WHAT YOU HAVE TO DO: In the excerpt provided below, by how many percentage points did the state-by-state demographic targets put Sanders ahead of Clinton in Michigan?

*** EXCERPT PROVIDED

When you consider Michigan’s demographics, however, the result wasn’t all that shocking. Michigan Democrats are fairly liberal and the state has a lot of college students — both factors that help Sanders. We aren’t just making this up as we go along; last month, we published state-by-state targets for the Clinton-Sanders race based on a few simple demographic variables in each state: specifically, its racial composition, how liberal or conservative it was, and how rural it was. Those targets had Sanders ahead of Clinton by 4 percentage points in Michigan.

Does that mean we called the upset in Michigan weeks ahead of time? No, we weren’t quite that good or lucky. The targets were based on a hypothetical race in which Clinton and Sanders were each winning about half the vote and half the delegates nationally. Since Clinton is ahead of Sanders nationally, she still would have been favored in our model (although not by the blowout margin that polls suggested).

Either way, the big gap between polls and demographics makes us nervous, especially because three more Midwestern states are voting today, including Ohio, where Clinton leads Sanders by about 11 percentage points in the polls. Historically, a margin like that would be quite safe: hence our polling model’s conclusion that Clinton is a 97 percent favorite. But after what just happened in Michigan? I’d love to drop a few bucks on Sanders if a bookmaker offered 30-to-1 odds against him, as our polling model does.

Fortunately, even if the polls haven’t been great, the conditions1 are potentially favorable for making demographic forecasts of the Democratic race. In 2008, under similar circumstances, I made demographic-based predictions of the Democratic race — see here for my North Carolina prediction, for example — which often outperformed the polls.

Those predictions in 2008 were based on regression analysis. They took advantage of the fact that Democrats report their vote by congressional district, which makes the sample more robust; by the time North Carolina voted eight years ago, for instance, hundreds of diverse congressional districts had already weighed in. So we’re overdue to apply the same technique this year.

******
*** INFORMATION PROVIDED

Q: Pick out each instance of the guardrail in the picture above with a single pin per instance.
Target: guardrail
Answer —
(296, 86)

******

TASK SOLUTION: 4 percentage points.